[Natural language region descriptions]
+++++

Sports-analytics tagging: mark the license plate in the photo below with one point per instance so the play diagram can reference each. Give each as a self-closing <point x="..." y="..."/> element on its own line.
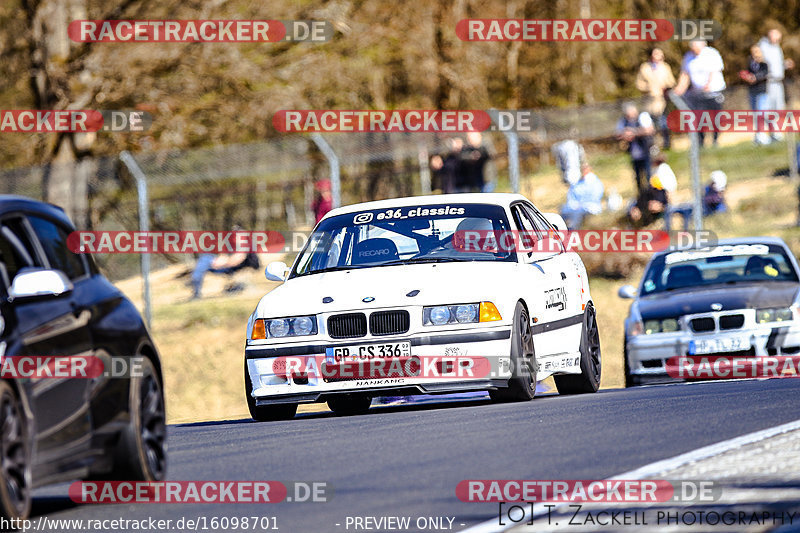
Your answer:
<point x="348" y="354"/>
<point x="721" y="345"/>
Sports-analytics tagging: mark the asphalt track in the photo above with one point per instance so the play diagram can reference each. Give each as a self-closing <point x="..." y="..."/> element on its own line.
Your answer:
<point x="407" y="460"/>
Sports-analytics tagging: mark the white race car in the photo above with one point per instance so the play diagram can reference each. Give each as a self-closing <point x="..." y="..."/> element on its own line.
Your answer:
<point x="423" y="295"/>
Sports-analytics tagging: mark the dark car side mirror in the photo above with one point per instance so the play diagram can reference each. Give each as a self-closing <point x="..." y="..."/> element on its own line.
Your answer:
<point x="34" y="282"/>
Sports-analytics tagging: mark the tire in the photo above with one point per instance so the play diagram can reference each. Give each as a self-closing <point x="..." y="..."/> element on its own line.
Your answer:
<point x="142" y="453"/>
<point x="15" y="486"/>
<point x="589" y="378"/>
<point x="266" y="413"/>
<point x="522" y="384"/>
<point x="349" y="404"/>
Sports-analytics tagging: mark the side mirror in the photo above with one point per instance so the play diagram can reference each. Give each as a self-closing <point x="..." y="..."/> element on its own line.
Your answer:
<point x="627" y="292"/>
<point x="33" y="282"/>
<point x="556" y="220"/>
<point x="276" y="271"/>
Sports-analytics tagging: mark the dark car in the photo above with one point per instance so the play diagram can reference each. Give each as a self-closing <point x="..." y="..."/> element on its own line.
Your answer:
<point x="736" y="299"/>
<point x="55" y="304"/>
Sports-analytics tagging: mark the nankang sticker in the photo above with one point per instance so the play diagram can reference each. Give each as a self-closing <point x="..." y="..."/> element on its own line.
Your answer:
<point x="727" y="250"/>
<point x="555" y="298"/>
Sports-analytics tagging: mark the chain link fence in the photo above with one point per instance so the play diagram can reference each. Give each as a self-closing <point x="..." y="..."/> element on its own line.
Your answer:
<point x="269" y="185"/>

+++++

TASK BRIEF: Restate all entries above exactly, but not the images.

EXPECTED ANSWER:
Sports-analytics tagging: mark the license plate in the photo below with one point per instance so the play diagram can reference each. Give each as a self-closing <point x="..." y="..."/> element on its own line.
Your answer:
<point x="348" y="354"/>
<point x="721" y="345"/>
Sports-analytics tagging: mark the asphalt track in the photo above with one point per instance so the play diagram can reference each. Give each as a self-closing <point x="..." y="..."/> element on its own line.
Your answer:
<point x="407" y="460"/>
Sports-analytics tagging: mark the white race car in the photo above with one point per instance so the play diagram can reference each. Give each as a self-closing <point x="..." y="..."/> element on its own line.
Your answer:
<point x="423" y="295"/>
Sports-analytics tagging: mark the dark car side mirror in the photo above with one point per instance so the play diagram can reference each. Give each as a self-closing <point x="..." y="..."/> element on its own line.
Your answer:
<point x="34" y="282"/>
Sports-analytics tagging: mark the tire in the photo above with one point per instance so the play diagram can reference each. Give each as a self-closing <point x="..." y="..."/> element on its own line.
Your answer:
<point x="142" y="453"/>
<point x="15" y="486"/>
<point x="589" y="378"/>
<point x="266" y="413"/>
<point x="522" y="384"/>
<point x="349" y="404"/>
Sports-analytics tagging: mark the side mirror in the photo above with one point per instance so the play diagram can reference each. Give each as a self-closing <point x="..." y="..."/> element on its own line.
Your answer:
<point x="627" y="292"/>
<point x="33" y="282"/>
<point x="556" y="220"/>
<point x="276" y="271"/>
Sports-analytics tagging: mark the dark car in the photo above with one point per instance so the play diagram can reference each. Give each as a self-closing <point x="..." y="..."/> element on its own line.
Your answer:
<point x="736" y="299"/>
<point x="55" y="304"/>
Sports-analytics tagging: mark the nankang sticker in the photo above with one point per instance so the play diagram can reference each. Give each as a self-closing <point x="..." y="..."/> element on its own line.
Your answer:
<point x="727" y="250"/>
<point x="555" y="298"/>
Sports-analytics tagging: mark the chain link fence in the photo above with one point per instance so the play diagram can reference each. Give each as a self-closing <point x="..." y="..."/> element on its own line.
Your answer:
<point x="269" y="185"/>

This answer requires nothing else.